[Provided material Boundary: Start]
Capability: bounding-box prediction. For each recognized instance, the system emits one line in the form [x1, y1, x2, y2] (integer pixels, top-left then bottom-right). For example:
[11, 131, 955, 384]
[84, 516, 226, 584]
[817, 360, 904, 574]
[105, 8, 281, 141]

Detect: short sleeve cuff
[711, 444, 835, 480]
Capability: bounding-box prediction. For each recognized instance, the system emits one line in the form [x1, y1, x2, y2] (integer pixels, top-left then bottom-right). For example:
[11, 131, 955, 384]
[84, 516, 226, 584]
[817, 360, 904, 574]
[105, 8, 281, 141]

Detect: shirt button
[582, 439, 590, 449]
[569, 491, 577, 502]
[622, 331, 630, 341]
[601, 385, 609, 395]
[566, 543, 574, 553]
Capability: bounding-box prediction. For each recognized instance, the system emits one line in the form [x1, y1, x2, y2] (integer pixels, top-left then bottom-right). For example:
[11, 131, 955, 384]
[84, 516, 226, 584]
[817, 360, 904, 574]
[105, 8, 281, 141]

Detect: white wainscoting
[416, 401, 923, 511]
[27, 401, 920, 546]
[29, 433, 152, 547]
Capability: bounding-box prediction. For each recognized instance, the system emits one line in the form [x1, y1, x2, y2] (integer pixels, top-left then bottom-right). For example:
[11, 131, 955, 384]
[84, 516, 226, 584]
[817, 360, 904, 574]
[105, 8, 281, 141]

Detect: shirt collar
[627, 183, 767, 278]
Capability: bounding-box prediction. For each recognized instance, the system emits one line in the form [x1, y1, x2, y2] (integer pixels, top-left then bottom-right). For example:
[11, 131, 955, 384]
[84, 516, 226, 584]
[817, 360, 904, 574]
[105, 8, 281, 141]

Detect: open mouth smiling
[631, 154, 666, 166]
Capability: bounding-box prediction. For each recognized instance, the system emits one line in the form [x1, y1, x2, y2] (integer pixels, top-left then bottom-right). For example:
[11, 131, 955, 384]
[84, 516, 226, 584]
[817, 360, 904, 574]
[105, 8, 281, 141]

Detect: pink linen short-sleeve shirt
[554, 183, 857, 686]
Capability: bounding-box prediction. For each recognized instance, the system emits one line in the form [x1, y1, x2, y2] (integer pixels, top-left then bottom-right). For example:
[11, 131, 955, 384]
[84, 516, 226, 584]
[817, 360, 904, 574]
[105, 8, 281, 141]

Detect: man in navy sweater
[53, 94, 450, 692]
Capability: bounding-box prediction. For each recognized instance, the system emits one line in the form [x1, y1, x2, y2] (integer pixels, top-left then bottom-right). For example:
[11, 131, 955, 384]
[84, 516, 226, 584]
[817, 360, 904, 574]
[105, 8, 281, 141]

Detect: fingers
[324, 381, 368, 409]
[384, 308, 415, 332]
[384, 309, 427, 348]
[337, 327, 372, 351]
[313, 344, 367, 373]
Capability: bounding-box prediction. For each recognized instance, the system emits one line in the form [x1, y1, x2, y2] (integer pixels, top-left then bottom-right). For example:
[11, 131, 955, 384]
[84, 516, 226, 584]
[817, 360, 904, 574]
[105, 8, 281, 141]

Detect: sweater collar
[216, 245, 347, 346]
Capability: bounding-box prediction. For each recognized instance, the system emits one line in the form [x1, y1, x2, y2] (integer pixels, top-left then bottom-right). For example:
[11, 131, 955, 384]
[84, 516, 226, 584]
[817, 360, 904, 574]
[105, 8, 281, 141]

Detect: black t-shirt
[Provided material Boundary: End]
What is expected: Transcribe all the entries exactly, as they stand.

Reply to the exercise:
Capability: bounding-box prediction. For each recognized instance, the system emits one line in the form [x1, y1, x2, y2] (integer pixels, top-left then bottom-right). For example:
[11, 131, 955, 384]
[84, 516, 226, 584]
[817, 360, 904, 574]
[105, 8, 281, 141]

Detect: short sleeve cuff
[711, 444, 835, 480]
Capability: bounding-box prediction. For each recognized instance, the system emits one line in the form [x1, y1, x2, y2] (integer pixels, top-left then bottom-right). For example:
[11, 131, 955, 384]
[84, 516, 226, 584]
[817, 360, 904, 574]
[105, 8, 281, 141]

Detect: shirt button
[582, 439, 590, 449]
[569, 491, 577, 502]
[622, 331, 630, 341]
[601, 385, 609, 395]
[566, 543, 574, 553]
Capability: bounding-box prediction. For each recognized instance, the system emits one line in the form [x1, y1, x2, y2] (integer pixels, top-left then bottom-right). For example:
[11, 131, 955, 384]
[84, 516, 226, 584]
[817, 360, 904, 574]
[105, 8, 281, 141]

Detect: white wainscoting
[416, 401, 923, 511]
[27, 401, 920, 546]
[29, 433, 152, 547]
Capability: bounding-box prediction. For each recognized instance, the system emits one line in the form [x1, y1, x2, y2] (integer pixels, top-left then bottom-right). For example:
[11, 131, 955, 384]
[84, 516, 226, 584]
[817, 360, 904, 574]
[105, 8, 281, 141]

Detect: shirt collar
[627, 183, 767, 278]
Capability: bounding-box prediction. For each recognized instance, the system emits one line in the form [x1, y1, x2, y2] (integer pixels, top-left then bottom-right). For example:
[11, 131, 955, 384]
[84, 516, 226, 584]
[817, 360, 904, 574]
[105, 8, 281, 141]

Detect: open mouth smiling
[631, 154, 666, 166]
Capability: bounding-box prediction. For each recognized instance, the system emits one line in the form [x1, y1, x2, y2] (integer pixels, top-left then bottom-right). For example:
[11, 131, 955, 384]
[84, 516, 226, 584]
[817, 360, 904, 574]
[105, 8, 281, 141]

Detect: pink linen short-sleeve shirt
[554, 183, 857, 686]
Capability: bounding-box prediction. For each recognized instance, the system emits one line in the form [x1, y1, x2, y2] (integer pixels, top-left then bottom-right). For example:
[11, 131, 955, 384]
[84, 516, 226, 584]
[817, 360, 904, 574]
[105, 8, 281, 141]

Detect: man in navy sweater
[53, 94, 450, 692]
Capability: bounding-box prediction. For each recognized instance, the system emits one line in the form [x1, y1, x2, y2] (integer pixels, top-left then bottom-right). For example:
[11, 131, 955, 384]
[84, 516, 226, 584]
[817, 360, 904, 574]
[105, 8, 281, 141]

Detect: fingers
[324, 381, 368, 409]
[384, 308, 415, 332]
[384, 309, 427, 348]
[337, 327, 372, 351]
[313, 344, 367, 373]
Capability: bounding-box prediction. For each recognized instance, the system emits one line in the form [x1, y1, x2, y2] (integer pixels, top-left then bottom-right). For example:
[11, 131, 955, 384]
[84, 516, 226, 584]
[817, 360, 904, 574]
[105, 8, 281, 141]

Detect: sweater collar
[216, 245, 347, 346]
Capability: bounding-box prediction. For each recognized instance, the system emits one line in the form [x1, y1, x2, y2] (integer pixels, top-left then bottom-right). For example:
[11, 131, 955, 384]
[84, 516, 226, 584]
[817, 360, 904, 574]
[105, 8, 281, 141]

Detect: black t-shirt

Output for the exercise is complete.